(Stored data)
——————

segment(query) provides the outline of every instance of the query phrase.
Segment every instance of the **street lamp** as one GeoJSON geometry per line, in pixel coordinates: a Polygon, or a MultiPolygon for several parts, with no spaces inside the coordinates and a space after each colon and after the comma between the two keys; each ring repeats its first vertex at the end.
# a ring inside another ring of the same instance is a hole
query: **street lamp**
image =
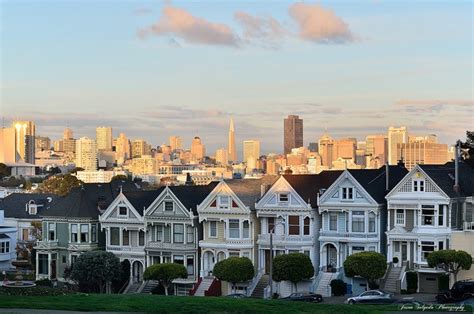
{"type": "Polygon", "coordinates": [[[270,230],[270,299],[273,298],[273,232],[275,231],[276,226],[285,225],[285,219],[282,218],[281,221],[275,223],[273,228],[270,230]]]}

——————

- What you will do: For every entry, return its exact wording and leave out any image.

- Response box:
segment(query) provides the outline of every instance of the query phrase.
Segment every instance of the **street lamp** as one GeoJSON geometry per line, in pixel coordinates: a Polygon, or a MultiPolygon for several parts, with no spaces inside the coordinates and a space after each colon and after the comma between the two keys; each ring repeats its first vertex at the end.
# a ring inside another ring of the same instance is a hole
query: **street lamp**
image =
{"type": "Polygon", "coordinates": [[[270,230],[270,299],[273,298],[273,232],[275,231],[276,226],[285,225],[285,219],[282,218],[281,221],[275,223],[273,228],[270,230]]]}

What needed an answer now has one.